§ Selected text:
Deep in the Uncanny Valley: “Lars and the Real Girl”
May 16, 2008
After watching the BBC documentary Guys and Dolls about the men who purchase and live with “Real Dolls”—anatomically-correct silicon female dolls—I shot off a quick text to the work-wife telling her to make sure I never ended up like many of the men in that move, in my 50s with my sole source of companionship being a custom-ordered sex toy. Her response: “Well, I can’t work miracles, you know.”
Having learned about Real Dolls in a Salon article about the phenomenon, I was curious about how it would be presented in the movie Lars and the Real Girl. As it turned out, Lars took it and ran it through the masses-friendly indie-movie cookie-cutter. Lars Lindstrom (Ryan Gosling), an emotionally-damaged young man, buys one the things and promptly introduces her to friends and family as his new girlfriend. The decent, friendly, salt-of-the-Earth denizens of the frozen Midwestern town where he lives play along with his illusion, and in the process help Lars work his way toward building normal, human relationships. It’s a cute movie, but an artificial one. It also recycles the plot of an early King of the Hill episode in which Bobby uses Luanne’s plastic beauty-school head to practice kissing in preparation for a make-out party. Only Lars, being an indie-movie, throws in some good performances and emotional scars to give the whole thing some weight it doesn’t necessarily deserve.
Lars is emotionally-withdrawn to the point of blankness, despite the best efforts of everyone around him. His brother Gus and pregnant sister-in-law Karin (Paul Schneider and Emily Mortimer—both so good they deserve a movie of their own) try in vain to get him to join them for dinner (he lives in their free-standing garage). The members of his church try to push him toward a new co-worker (Kelli Garner) who has a mild crush on him. The local psychiatrist (Patricia Clarkson) tries to get past his shell. All for naught.
That is until his cubicle-mate introduces him to the Real Dolls web site. Next thing you know a large crate shows up at Lars’s garage and he shows up for dinner at Gus and Karin’s house with his new girlfriend “Bianca.” Do I have to tell you that Bianca is made of plastic? I didn’t think so.

§ Material provided:

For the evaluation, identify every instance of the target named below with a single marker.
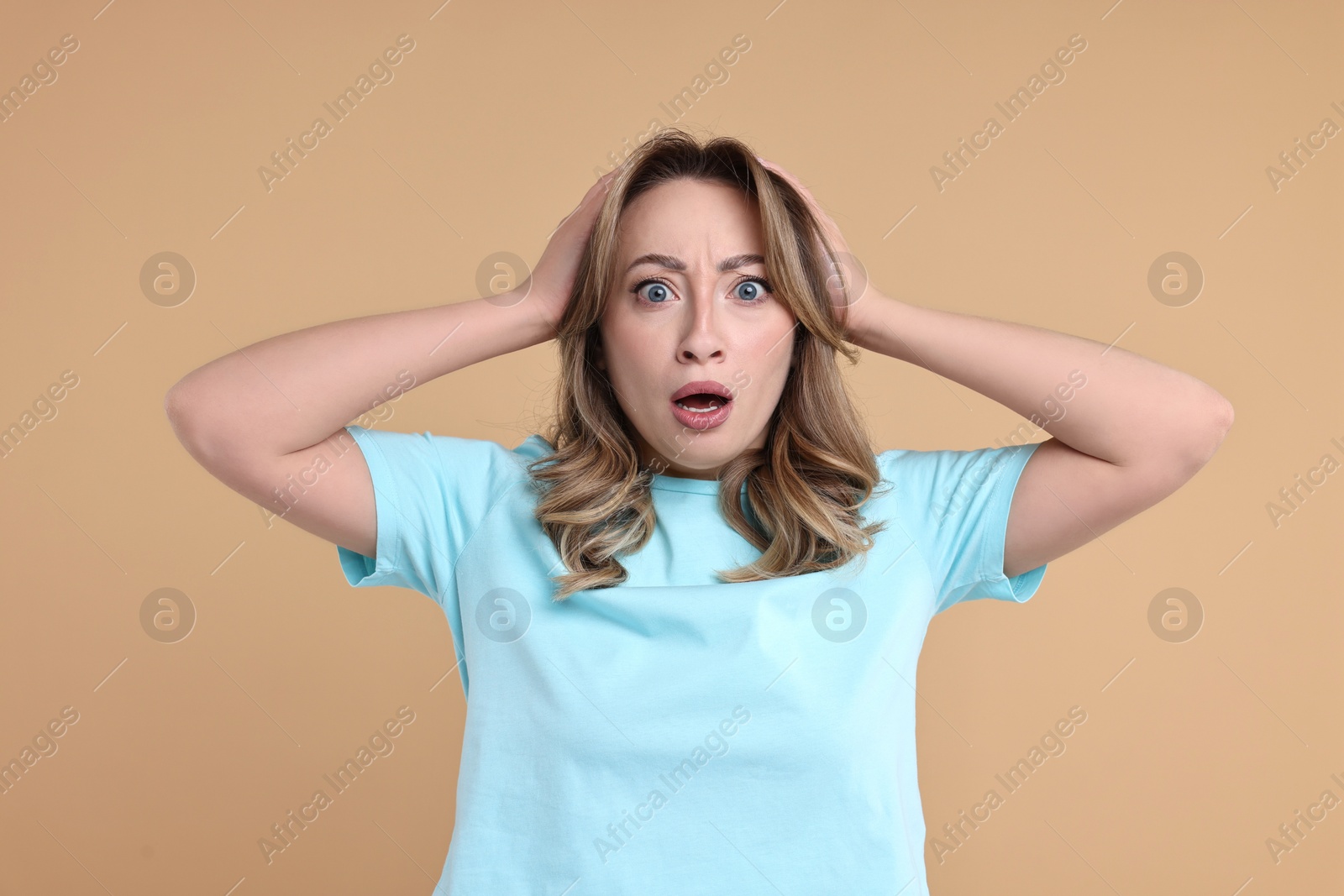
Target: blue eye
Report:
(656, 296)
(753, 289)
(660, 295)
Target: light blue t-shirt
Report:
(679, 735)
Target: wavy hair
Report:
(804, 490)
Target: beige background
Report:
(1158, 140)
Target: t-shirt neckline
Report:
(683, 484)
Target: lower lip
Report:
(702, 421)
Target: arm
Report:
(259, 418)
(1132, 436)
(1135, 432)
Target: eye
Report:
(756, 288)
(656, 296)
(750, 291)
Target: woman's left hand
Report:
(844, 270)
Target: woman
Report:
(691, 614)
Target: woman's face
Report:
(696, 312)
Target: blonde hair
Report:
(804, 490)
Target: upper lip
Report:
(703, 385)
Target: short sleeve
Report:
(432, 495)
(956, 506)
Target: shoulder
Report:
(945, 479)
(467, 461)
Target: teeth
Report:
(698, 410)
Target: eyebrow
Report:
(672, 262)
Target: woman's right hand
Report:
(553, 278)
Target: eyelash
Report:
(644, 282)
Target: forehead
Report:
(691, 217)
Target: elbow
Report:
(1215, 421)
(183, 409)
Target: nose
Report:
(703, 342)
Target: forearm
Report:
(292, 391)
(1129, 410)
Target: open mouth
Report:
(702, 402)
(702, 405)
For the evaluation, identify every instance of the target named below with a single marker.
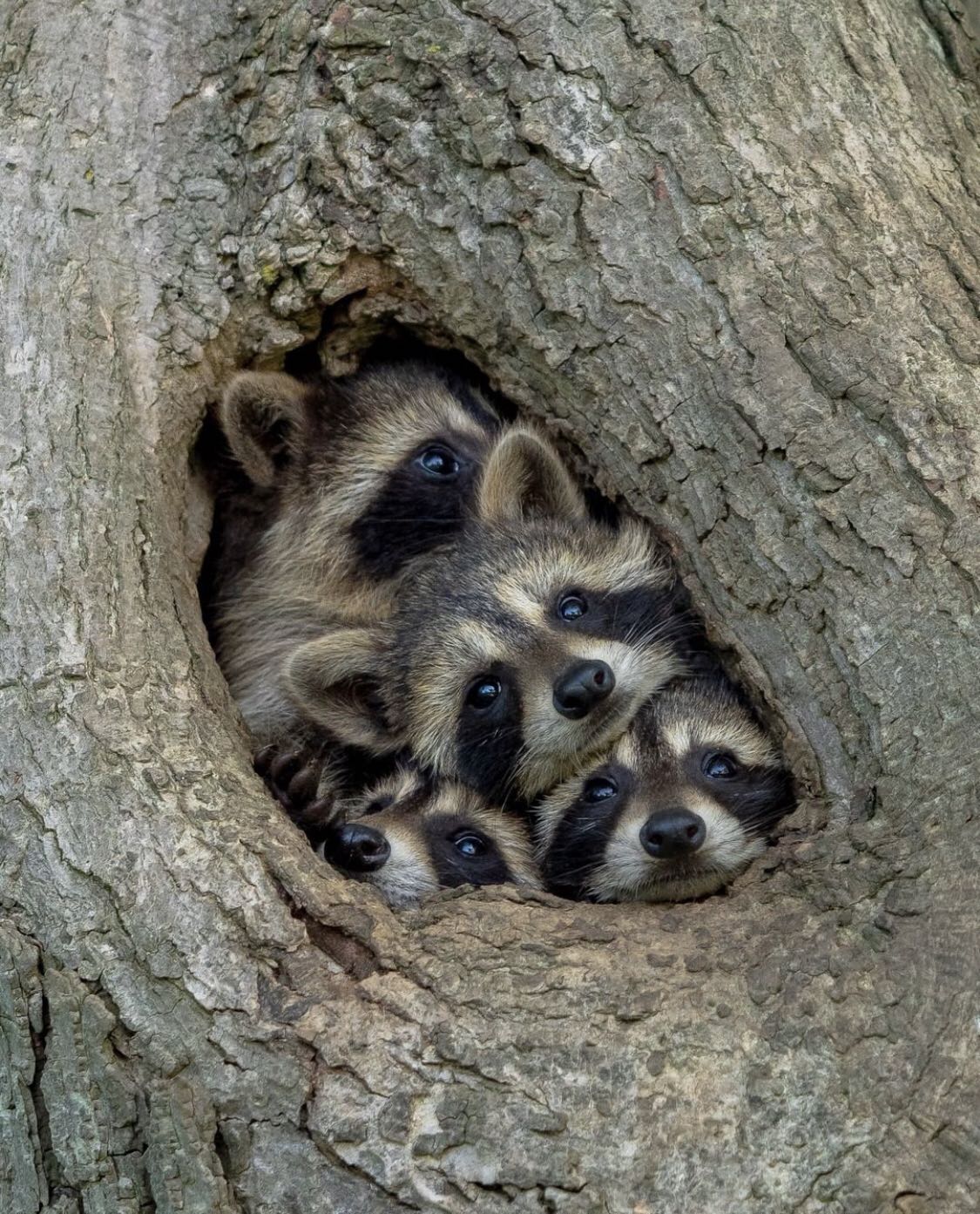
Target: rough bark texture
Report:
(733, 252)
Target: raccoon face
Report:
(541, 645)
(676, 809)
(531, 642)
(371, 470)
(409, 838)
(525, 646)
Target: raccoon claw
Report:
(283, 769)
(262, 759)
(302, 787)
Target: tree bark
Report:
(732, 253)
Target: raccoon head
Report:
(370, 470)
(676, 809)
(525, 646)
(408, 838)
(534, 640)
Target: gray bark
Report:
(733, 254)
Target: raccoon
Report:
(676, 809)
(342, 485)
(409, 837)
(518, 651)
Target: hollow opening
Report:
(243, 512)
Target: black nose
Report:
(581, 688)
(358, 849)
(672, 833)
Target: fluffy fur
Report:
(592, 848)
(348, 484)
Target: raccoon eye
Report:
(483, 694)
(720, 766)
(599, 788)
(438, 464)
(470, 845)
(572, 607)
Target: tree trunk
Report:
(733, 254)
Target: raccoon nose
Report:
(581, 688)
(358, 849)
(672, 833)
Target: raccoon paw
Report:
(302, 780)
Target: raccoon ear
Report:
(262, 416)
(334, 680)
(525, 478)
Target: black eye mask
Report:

§ Exercises:
(a) Please rewrite everything in the movie review from "Lars is emotionally-withdrawn" down to "didn’t think so.", renaming "Bianca" to "Gloria".
(b) According to the movie review, where does Lars live?

§ Full answers:
(a)
Lars is emotionally-withdrawn to the point of blankness, despite the best efforts of everyone around him. His brother Gus and pregnant sister-in-law Karin (Paul Schneider and Emily Mortimer—both so good they deserve a movie of their own) try in vain to get him to join them for dinner (he lives in their free-standing garage). The members of his church try to push him toward a new co-worker (Kelli Garner) who has a mild crush on him. The local psychiatrist (Patricia Clarkson) tries to get past his shell. All for naught.
That is until his cubicle-mate introduces him to the Real Dolls web site. Next thing you know a large crate shows up at Lars’s garage and he shows up for dinner at Gus and Karin’s house with his new girlfriend “Gloria.” Do I have to tell you that Gloria is made of plastic? I didn’t think so.

(b) In the free-standing garage of his brother Gus and sister-in-law Karin.